Diferente das últimas páginas, nestas páginas exploro sinteticamente um pouco

dos usos e apropriações referentes à tragédia que se afiguram na exploração dos sujeitos

sobre aspectos de recordação do evento. Isso através de marcas dos enquadramentos.

Vicente assistiu ao primeiro dia de cobertura pela Globo News, como registra

em um dos seus relatos, tendo zapeado até a Rede Record, na televisão aberta, para ver

a que ponto havia chegado à cobertura da emissora sobre a tragédia. “Tavam falando de

segurança nas escolas na hora [em] que mudei de canal. Ninguém é impedido de entrar

numa escola, sei lá, pra buscar um histórico escolar, pra dar uma palestra... ainda mais

sendo ex-aluno. Então tem coisa que não dá pra evitar. Ali não deu pra evitar. Tavam os

jornalistas falando de segurança na escola na Record e aí eu mudei, não rolava. Nego

não tem noção. Não era mais certo perguntar quanta desgraça podia ser evitada se a

venda de armas tivesse outra política? Porque essa que foi aprovada no referendo em

2005, putz... e esse referendo foi bem manipulado pela mídia, pela indústria de

armamento, por essa propaganda toda. Nego acha que é possível a população ter

condição de se defender usando arma. Como é que esse rapaz comprou arma, bala,

carregador...? Me diz isso. É isso que o pessoal devia ter falado desde o início. Foi por

causa disso que eu fiquei pela Globo News mesmo, porque até no Globo é essa pergunta

que precisa de resposta. E a gente precisa, com certeza, rever esses conceitos. Tem que

entender que arma na mão de gente sem preparo e autoridade pra usar é um perigo”.

DADOS DISPONÍVEIS:

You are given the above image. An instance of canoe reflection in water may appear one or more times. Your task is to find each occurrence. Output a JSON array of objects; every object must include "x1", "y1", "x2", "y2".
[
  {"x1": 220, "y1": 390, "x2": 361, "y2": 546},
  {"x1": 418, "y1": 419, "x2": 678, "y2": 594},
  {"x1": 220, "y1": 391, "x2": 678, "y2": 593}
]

ORIENTAÇÃO 1: Reproduza na íntegra o texto sobre a cobertura televisiva da tragédia, sem qualquer alteração.
ORIENTAÇÃO 2: Troque "canoe" por "kayak" e reescreva a listagem inteira, mantendo todo o restante idêntico.

RESPOSTA FINAL 1:
Diferente das últimas páginas, nestas páginas exploro sinteticamente um pouco

dos usos e apropriações referentes à tragédia que se afiguram na exploração dos sujeitos

sobre aspectos de recordação do evento. Isso através de marcas dos enquadramentos.

Vicente assistiu ao primeiro dia de cobertura pela Globo News, como registra

em um dos seus relatos, tendo zapeado até a Rede Record, na televisão aberta, para ver

a que ponto havia chegado à cobertura da emissora sobre a tragédia. “Tavam falando de

segurança nas escolas na hora [em] que mudei de canal. Ninguém é impedido de entrar

numa escola, sei lá, pra buscar um histórico escolar, pra dar uma palestra... ainda mais

sendo ex-aluno. Então tem coisa que não dá pra evitar. Ali não deu pra evitar. Tavam os

jornalistas falando de segurança na escola na Record e aí eu mudei, não rolava. Nego

não tem noção. Não era mais certo perguntar quanta desgraça podia ser evitada se a

venda de armas tivesse outra política? Porque essa que foi aprovada no referendo em

2005, putz... e esse referendo foi bem manipulado pela mídia, pela indústria de

armamento, por essa propaganda toda. Nego acha que é possível a população ter

condição de se defender usando arma. Como é que esse rapaz comprou arma, bala,

carregador...? Me diz isso. É isso que o pessoal devia ter falado desde o início. Foi por

causa disso que eu fiquei pela Globo News mesmo, porque até no Globo é essa pergunta

que precisa de resposta. E a gente precisa, com certeza, rever esses conceitos. Tem que

entender que arma na mão de gente sem preparo e autoridade pra usar é um perigo”.

RESPOSTA FINAL 2:
You are given the above image. An instance of kayak reflection in water may appear one or more times. Your task is to find each occurrence. Output a JSON array of objects; every object must include "x1", "y1", "x2", "y2".
[
  {"x1": 220, "y1": 390, "x2": 361, "y2": 546},
  {"x1": 418, "y1": 419, "x2": 678, "y2": 594},
  {"x1": 220, "y1": 391, "x2": 678, "y2": 593}
]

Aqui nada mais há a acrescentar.